Page text >>
For workflows requiring explicit control over model lifecycle, a lightweight orchestrator using the Ollama HTTP API provides LRU-based swap management:

import requests
import time
import logging
import os
import threading
from collections import OrderedDict

log = logging.getLogger(__name__)

OLLAMA_BASE = os.environ.get("OLLAMA_BASE", "http://localhost:11434")

CONNECT_TIMEOUT = 5    # seconds to establish connection
READ_TIMEOUT = 120     # seconds to wait for response body


class HotSwapManager:
    def __init__(self, vram_budget_gb: float = 22.0):
        self.vram_budget = vram_budget_gb
        self.loaded: OrderedDict[str, float] = OrderedDict()  # model -> vram_gb
        self._lock = threading.Lock()
        self.model_vram = {
            "llama3.1:8b-instruct-q4_K_M": 5.5,
            "codellama:7b-instruct-q4_K_M": 5.0,
            "nomic-embed-text": 0.7,
            "mistral:7b-instruct-q4_K_M": 5.2,
            "llama3.1:70b-instruct-q4_K_M": 42.0,
        }
        self._sync_state()

    def _sync_state(self):
        """Reconcile in-memory state against Ollama's actual loaded models."""
        try:
            resp = requests.get(
                f"{OLLAMA_BASE}/api/ps",
                timeout=(CONNECT_TIMEOUT, READ_TIMEOUT),
            )
            resp.raise_for_status()
            for entry in resp.json().get("models", []):
                name = entry.get("name", "")
                # Use reported VRAM if available, else fall back to our dict
                vram = entry.get("size_vram", 0) / (1024 ** 3)
                self.loaded[name] = vram or self.model_vram.get(name, 6.0)

Source data >>
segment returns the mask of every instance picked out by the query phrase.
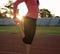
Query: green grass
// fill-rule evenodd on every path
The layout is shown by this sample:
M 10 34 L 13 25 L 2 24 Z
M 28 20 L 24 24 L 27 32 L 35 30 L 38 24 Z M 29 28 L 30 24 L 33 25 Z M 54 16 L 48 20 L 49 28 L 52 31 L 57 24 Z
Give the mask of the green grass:
M 60 34 L 60 27 L 37 27 L 38 34 Z
M 0 33 L 18 33 L 16 26 L 0 26 Z M 37 34 L 60 34 L 60 27 L 37 27 Z

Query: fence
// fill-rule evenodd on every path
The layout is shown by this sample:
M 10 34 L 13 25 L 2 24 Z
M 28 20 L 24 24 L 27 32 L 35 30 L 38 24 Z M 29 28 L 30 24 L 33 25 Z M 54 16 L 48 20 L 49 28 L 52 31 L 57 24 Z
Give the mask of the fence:
M 37 26 L 60 26 L 60 18 L 38 18 Z M 0 26 L 16 25 L 12 19 L 0 18 Z

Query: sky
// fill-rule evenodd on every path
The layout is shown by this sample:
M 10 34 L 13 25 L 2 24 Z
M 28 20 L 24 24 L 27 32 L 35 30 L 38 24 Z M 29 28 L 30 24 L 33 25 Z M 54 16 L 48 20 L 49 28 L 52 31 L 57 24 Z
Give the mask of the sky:
M 3 8 L 8 1 L 9 0 L 0 0 L 0 8 L 1 7 Z M 55 14 L 55 16 L 60 16 L 60 7 L 59 7 L 60 0 L 39 0 L 39 2 L 40 2 L 39 9 L 46 8 L 51 12 L 51 14 Z M 22 4 L 20 6 L 22 6 Z M 23 7 L 20 7 L 20 9 L 22 8 Z

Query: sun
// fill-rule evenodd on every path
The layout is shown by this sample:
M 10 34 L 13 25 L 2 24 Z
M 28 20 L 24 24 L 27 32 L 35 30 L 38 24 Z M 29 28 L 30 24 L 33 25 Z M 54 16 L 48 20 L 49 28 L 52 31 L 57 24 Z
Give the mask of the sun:
M 20 3 L 18 5 L 18 9 L 19 9 L 19 14 L 17 15 L 17 18 L 22 20 L 23 16 L 25 16 L 28 12 L 28 9 L 27 9 L 25 2 Z

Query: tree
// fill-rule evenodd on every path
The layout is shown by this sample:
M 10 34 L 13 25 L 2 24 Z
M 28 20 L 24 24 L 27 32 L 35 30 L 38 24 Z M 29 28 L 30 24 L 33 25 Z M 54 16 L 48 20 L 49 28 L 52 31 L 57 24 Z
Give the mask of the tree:
M 39 13 L 42 18 L 52 17 L 52 14 L 50 13 L 48 9 L 40 9 Z

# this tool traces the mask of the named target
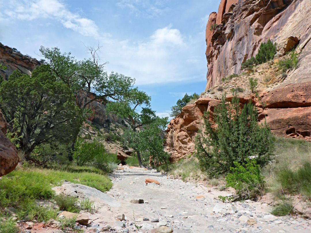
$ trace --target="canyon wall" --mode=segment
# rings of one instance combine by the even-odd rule
[[[277,45],[275,62],[295,48],[299,53],[298,67],[286,71],[284,79],[277,69],[265,66],[262,73],[270,72],[275,78],[268,87],[259,85],[261,101],[245,91],[240,94],[240,102],[253,102],[258,110],[258,120],[266,121],[276,135],[311,141],[310,11],[309,0],[222,0],[218,12],[210,15],[206,26],[206,94],[184,107],[168,126],[165,144],[171,160],[194,151],[194,137],[202,127],[204,112],[212,112],[219,102],[210,94],[211,90],[224,86],[223,78],[241,73],[241,63],[255,55],[260,44],[269,39]],[[245,84],[248,77],[240,77],[230,85],[236,86],[238,80],[239,85]],[[230,98],[227,97],[228,101]],[[264,110],[262,103],[267,104]]]

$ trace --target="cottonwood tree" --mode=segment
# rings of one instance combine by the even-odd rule
[[[132,87],[134,79],[112,72],[109,75],[97,55],[100,47],[87,47],[91,58],[77,61],[71,53],[62,53],[57,48],[41,46],[40,51],[49,64],[53,74],[65,84],[76,97],[77,105],[81,110],[99,99],[123,99]],[[89,98],[94,93],[95,97]]]
[[[131,122],[132,132],[129,139],[134,149],[139,166],[143,167],[141,156],[142,152],[148,153],[155,161],[163,162],[168,157],[163,150],[162,130],[168,123],[168,117],[160,118],[150,107],[151,97],[146,92],[132,89],[122,101],[107,104],[106,111],[122,117],[127,118]],[[140,111],[137,108],[140,109]]]
[[[0,87],[0,103],[8,122],[14,122],[26,158],[37,145],[68,142],[82,122],[80,109],[68,86],[57,80],[49,65],[34,71],[30,77],[16,70]]]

Task requirements >>
A. In the Ollama swap manager code, what default VRAM budget in gigabytes does HotSwapManager use?
B. Please list every model name in the model_vram dictionary of the Ollama swap manager code.

Results of the exercise >>
A. 22.0

B.
llama3.1:8b-instruct-q4_K_M
codellama:7b-instruct-q4_K_M
nomic-embed-text
mistral:7b-instruct-q4_K_M
llama3.1:70b-instruct-q4_K_M